Your instructions:
With the pictures left out, output the records below exactly.

Extracted data:
══════════════════════════════

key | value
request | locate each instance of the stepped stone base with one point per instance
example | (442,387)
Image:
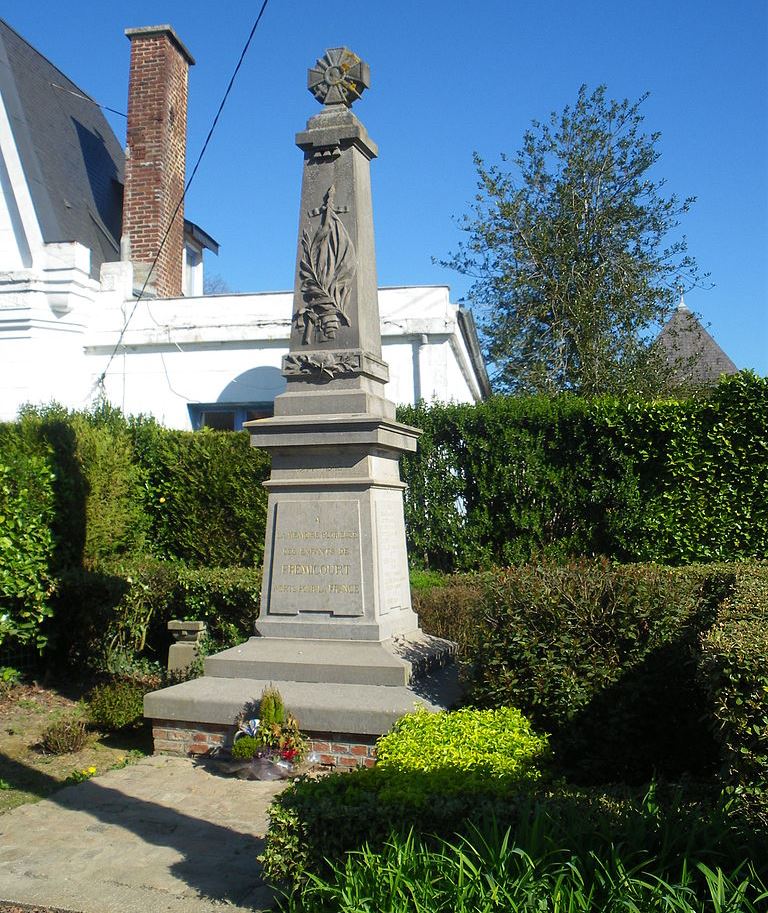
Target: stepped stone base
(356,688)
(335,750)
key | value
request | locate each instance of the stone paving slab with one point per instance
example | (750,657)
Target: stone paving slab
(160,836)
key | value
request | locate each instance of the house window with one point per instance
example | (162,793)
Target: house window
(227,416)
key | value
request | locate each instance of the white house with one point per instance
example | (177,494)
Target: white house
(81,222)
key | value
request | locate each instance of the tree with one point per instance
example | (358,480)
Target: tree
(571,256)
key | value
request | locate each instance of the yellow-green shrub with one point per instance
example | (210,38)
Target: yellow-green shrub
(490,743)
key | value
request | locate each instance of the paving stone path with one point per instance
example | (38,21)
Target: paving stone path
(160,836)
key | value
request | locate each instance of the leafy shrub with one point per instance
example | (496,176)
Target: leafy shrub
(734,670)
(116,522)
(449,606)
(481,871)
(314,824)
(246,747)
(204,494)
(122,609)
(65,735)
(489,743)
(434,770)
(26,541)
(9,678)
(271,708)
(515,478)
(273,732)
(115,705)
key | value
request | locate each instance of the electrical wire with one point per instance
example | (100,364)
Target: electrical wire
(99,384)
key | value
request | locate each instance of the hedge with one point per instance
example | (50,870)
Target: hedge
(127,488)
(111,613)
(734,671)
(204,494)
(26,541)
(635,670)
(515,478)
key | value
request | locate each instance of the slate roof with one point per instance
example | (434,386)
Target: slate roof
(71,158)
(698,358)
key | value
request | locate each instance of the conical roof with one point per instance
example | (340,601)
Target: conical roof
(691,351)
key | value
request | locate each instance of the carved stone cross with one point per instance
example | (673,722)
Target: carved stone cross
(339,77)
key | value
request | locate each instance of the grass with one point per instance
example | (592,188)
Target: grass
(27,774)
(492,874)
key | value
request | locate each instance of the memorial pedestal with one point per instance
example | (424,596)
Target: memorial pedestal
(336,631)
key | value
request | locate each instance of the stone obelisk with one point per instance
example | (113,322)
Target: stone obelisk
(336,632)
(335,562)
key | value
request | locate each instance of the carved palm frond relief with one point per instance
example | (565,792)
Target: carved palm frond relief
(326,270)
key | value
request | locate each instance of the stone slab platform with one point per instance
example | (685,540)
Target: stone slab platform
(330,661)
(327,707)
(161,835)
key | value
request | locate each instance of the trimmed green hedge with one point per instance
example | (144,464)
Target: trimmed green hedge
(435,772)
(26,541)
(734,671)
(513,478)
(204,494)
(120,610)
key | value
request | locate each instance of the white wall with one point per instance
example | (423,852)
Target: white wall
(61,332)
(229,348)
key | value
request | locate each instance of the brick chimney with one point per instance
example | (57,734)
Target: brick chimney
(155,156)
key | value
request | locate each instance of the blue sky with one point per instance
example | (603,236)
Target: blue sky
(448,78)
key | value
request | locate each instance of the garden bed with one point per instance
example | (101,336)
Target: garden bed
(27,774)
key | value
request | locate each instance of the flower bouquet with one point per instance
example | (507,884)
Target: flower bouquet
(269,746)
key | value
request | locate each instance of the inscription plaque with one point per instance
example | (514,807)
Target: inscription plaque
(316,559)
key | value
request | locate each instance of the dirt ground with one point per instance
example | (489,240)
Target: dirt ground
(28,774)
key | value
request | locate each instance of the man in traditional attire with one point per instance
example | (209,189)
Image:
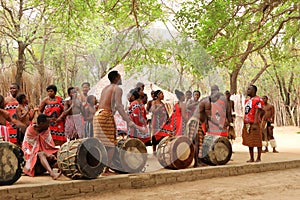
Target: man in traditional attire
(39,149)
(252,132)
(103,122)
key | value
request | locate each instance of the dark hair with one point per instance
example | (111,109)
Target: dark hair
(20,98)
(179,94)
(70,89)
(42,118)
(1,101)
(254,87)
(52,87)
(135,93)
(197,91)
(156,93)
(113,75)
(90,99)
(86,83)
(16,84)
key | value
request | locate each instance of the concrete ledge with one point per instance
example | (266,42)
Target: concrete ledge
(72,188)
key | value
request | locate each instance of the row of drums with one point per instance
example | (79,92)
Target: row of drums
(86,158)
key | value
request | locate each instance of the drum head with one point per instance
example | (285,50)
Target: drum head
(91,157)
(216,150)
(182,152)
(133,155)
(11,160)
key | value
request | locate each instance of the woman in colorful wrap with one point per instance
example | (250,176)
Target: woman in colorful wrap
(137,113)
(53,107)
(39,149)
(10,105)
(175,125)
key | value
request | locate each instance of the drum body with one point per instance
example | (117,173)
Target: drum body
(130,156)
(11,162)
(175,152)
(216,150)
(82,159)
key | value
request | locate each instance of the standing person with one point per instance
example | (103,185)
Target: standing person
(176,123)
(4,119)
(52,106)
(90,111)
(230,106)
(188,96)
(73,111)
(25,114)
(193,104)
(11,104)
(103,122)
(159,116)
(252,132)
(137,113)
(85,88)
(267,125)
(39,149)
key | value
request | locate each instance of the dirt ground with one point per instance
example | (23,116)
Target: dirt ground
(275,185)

══════════════════════════════

Task result:
key | value
request | locate each instance of the stepped stone base with one point per instance
example | (442,387)
Image:
Target: stepped stone base
(356,688)
(335,750)
key | value
request | locate each instance of the stone paving slab with one point per instance
example | (750,657)
Target: stone paving slab
(160,836)
key | value
request | locate each instance of the house window with one point per instance
example | (162,793)
Target: house window
(227,416)
key | value
request | locate each instance of the white house with one point per instance
example | (177,494)
Target: white house
(81,222)
key | value
request | locate each instance of the tree with one point per instance
example | (358,480)
Target: tree
(571,256)
key | value
request | locate each instance of the yellow-green shrub with one point per instance
example | (210,38)
Target: yellow-green shrub
(490,743)
key | value
request | locate each instance of the paving stone path with one point per instance
example | (38,21)
Target: paving stone path
(160,836)
key | value
request | locate each instance of the leafy shrub with one point per instance
example | (496,176)
Target: leafy shrub
(734,670)
(116,522)
(449,606)
(481,871)
(314,824)
(246,747)
(204,494)
(122,609)
(65,735)
(489,743)
(434,770)
(26,541)
(9,678)
(271,708)
(515,478)
(273,732)
(115,705)
key | value
request | locate each instance of the electrical wire with one point per instance
example | (100,364)
Target: electrical wire
(99,384)
key | value
request | locate each instance of the hedge with one point per instance
example | (50,870)
Target: hedge
(127,488)
(111,613)
(734,671)
(204,494)
(26,541)
(635,670)
(515,478)
key | value
request | locate each instance of the slate roof with one point per instance
example | (434,386)
Target: slate roof
(71,158)
(698,358)
key | value
request | locate each instance of the conical roof with one point per instance
example | (340,601)
Target: conical roof
(691,351)
key | value
request | locate each instance of the carved stone cross with one point per instance
example | (673,722)
Target: carved stone cross
(339,77)
key | value
request | locate each instance of the grass with one point per instance
example | (592,188)
Target: grass
(27,774)
(492,874)
key | value
request | locate each instance of the memorial pedestal with one point per instance
example | (424,596)
Target: memorial pedestal
(336,631)
key | value
request | locate each instance of the stone obelisk with one point per instance
example | (113,322)
Target: stone obelisk
(336,632)
(335,562)
key | value
request | locate each instance of the carved palm frond relief with one point per instance
example | (565,792)
Target: carved palm frond relief
(326,270)
key | value
request | locate each instance of the stone slab platform with one point per instance
example | (685,540)
Target: stone slab platform
(330,661)
(327,707)
(161,835)
key | value
request | locate each instance of the trimmed green hedge with one point per instance
example | (144,464)
Target: trimmed green hedge
(435,772)
(26,541)
(734,671)
(513,478)
(204,494)
(120,610)
key | value
request | locate each instance of the white wall with one point per instance
example | (423,852)
Target: white wall
(61,332)
(229,348)
key | value
request | locate each instance of the brick chimney with one point per instance
example | (57,734)
Target: brick chimney
(155,156)
key | value
request | locate each instance of the blue sky with one point per instance
example | (603,236)
Target: blue sky
(448,78)
key | value
request | locate each instance of the garden bed with one point per instance
example | (101,336)
Target: garden bed
(27,774)
key | value
request | locate each instance of the flower bouquet with one point per instance
example | (507,884)
Target: flower bouquet
(269,746)
key | value
request | locate each instance of the inscription plaque with one point per instance
example | (514,807)
Target: inscription plaque
(316,559)
key | value
request | locate each instance of the dirt ground with one point per instance
example | (489,240)
Target: dirt ground
(28,774)
key | value
request | locate each instance of the man in traditional attire with one point per instance
example | (209,189)
Image:
Target: man in traditional attire
(39,149)
(252,132)
(103,122)
key | value
request | locate each instance of the dark hair with one point per instance
example | (111,109)
Target: dark hair
(20,98)
(179,94)
(70,89)
(42,118)
(1,101)
(254,87)
(52,87)
(135,93)
(197,91)
(156,93)
(113,75)
(90,99)
(86,83)
(16,84)
key | value
request | locate each instance of the concrete ledge with one point per instance
example | (266,42)
Target: concrete ledge
(72,188)
key | value
request | locate each instance of the row of drums with one point per instance
example | (79,92)
Target: row of drums
(86,158)
key | value
request | locate each instance of the drum head with one point per instance
example | (285,50)
Target: drum head
(91,157)
(216,150)
(182,152)
(133,155)
(11,160)
key | value
request | locate each instance of the woman in colorful wrap with one point per instance
example | (250,176)
Target: woman in colorful wrap
(137,113)
(53,107)
(39,149)
(10,105)
(175,125)
key | value
request | locate each instance of the drum body with one point per instance
example | (117,173)
Target: drum body
(130,156)
(11,162)
(175,152)
(216,150)
(82,159)
key | value
request | locate each instance of the standing person with one point per instance
example | (103,185)
Target: standing person
(176,123)
(4,119)
(52,106)
(90,111)
(230,106)
(188,96)
(73,111)
(25,114)
(193,104)
(11,104)
(103,122)
(159,116)
(252,132)
(137,113)
(85,88)
(267,125)
(39,149)
key | value
request | locate each instance of the dirt ground with one point per instance
example | (23,116)
Target: dirt ground
(275,185)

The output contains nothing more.